Short problem:
Please quote the data below verbatim, line for line.

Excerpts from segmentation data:
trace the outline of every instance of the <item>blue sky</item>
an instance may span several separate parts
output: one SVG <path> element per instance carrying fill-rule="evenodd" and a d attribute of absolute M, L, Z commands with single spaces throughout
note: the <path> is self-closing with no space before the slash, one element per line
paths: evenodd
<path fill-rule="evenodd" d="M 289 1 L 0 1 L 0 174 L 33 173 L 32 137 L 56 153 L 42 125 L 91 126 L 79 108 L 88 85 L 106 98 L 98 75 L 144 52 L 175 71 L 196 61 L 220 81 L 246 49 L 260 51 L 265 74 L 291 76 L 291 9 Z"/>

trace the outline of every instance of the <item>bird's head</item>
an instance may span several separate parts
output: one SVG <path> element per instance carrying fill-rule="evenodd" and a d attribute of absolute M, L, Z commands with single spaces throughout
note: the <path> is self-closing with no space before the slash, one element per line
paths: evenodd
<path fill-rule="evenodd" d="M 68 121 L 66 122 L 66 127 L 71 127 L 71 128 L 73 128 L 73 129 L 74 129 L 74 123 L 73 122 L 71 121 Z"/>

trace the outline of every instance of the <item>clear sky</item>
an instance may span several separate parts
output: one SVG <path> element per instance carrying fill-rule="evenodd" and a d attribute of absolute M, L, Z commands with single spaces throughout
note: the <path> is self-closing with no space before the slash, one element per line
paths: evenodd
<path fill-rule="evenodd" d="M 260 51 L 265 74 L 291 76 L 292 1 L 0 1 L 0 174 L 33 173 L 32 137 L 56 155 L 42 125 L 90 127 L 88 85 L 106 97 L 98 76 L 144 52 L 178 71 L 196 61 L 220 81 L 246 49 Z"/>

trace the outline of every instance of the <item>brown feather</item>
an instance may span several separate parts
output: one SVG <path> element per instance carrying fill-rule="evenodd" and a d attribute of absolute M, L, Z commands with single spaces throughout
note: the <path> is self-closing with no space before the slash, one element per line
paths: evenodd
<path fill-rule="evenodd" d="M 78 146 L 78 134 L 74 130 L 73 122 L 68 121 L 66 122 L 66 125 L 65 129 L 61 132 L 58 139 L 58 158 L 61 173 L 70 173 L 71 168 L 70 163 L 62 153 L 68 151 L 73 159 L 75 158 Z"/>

Finished answer:
trace the outline of every instance of the <item>blue sky</item>
an instance may span several separate parts
output: one SVG <path> element per instance carrying fill-rule="evenodd" and a d attribute of absolute M, L, Z commands with single spaces throughout
note: the <path> is self-closing with no space before the slash, one element per line
paths: evenodd
<path fill-rule="evenodd" d="M 289 1 L 0 1 L 0 174 L 33 173 L 32 137 L 56 153 L 42 125 L 91 126 L 79 108 L 88 85 L 106 98 L 98 75 L 144 52 L 175 71 L 196 61 L 220 81 L 246 49 L 260 51 L 265 74 L 291 76 L 291 9 Z"/>

trace the outline of every instance of the <item>bird's head</item>
an instance may span several separate parts
output: one SVG <path> element per instance carrying fill-rule="evenodd" and a d attribute of absolute M, L, Z commands with single spaces throughout
note: the <path> is self-closing with no space before the slash, one element per line
paths: evenodd
<path fill-rule="evenodd" d="M 68 121 L 66 122 L 66 127 L 71 127 L 71 128 L 73 128 L 73 129 L 74 129 L 74 123 L 73 122 L 71 121 Z"/>

trace the outline of every instance of the <item>clear sky</item>
an instance may span several separate parts
output: one SVG <path> element per instance carrying fill-rule="evenodd" and a d attribute of absolute M, L, Z commands with single spaces throughout
note: the <path> is self-closing with no space before the slash, one element per line
paths: evenodd
<path fill-rule="evenodd" d="M 260 51 L 265 74 L 291 76 L 292 1 L 0 1 L 0 174 L 33 173 L 32 137 L 56 155 L 42 125 L 90 127 L 88 85 L 106 97 L 98 76 L 144 52 L 178 71 L 196 61 L 220 81 L 246 49 Z"/>

trace the outline of every instance of the <item>brown feather</item>
an instance may span several separate parts
output: one SVG <path> element per instance carrying fill-rule="evenodd" and a d attribute of absolute M, L, Z commands with single spaces throughout
note: the <path> is self-closing with no space before the slash, one element per line
paths: evenodd
<path fill-rule="evenodd" d="M 78 146 L 78 134 L 74 130 L 73 122 L 68 121 L 66 122 L 66 125 L 65 129 L 61 132 L 58 139 L 58 158 L 61 173 L 70 173 L 71 168 L 70 163 L 62 153 L 68 151 L 73 159 L 75 158 Z"/>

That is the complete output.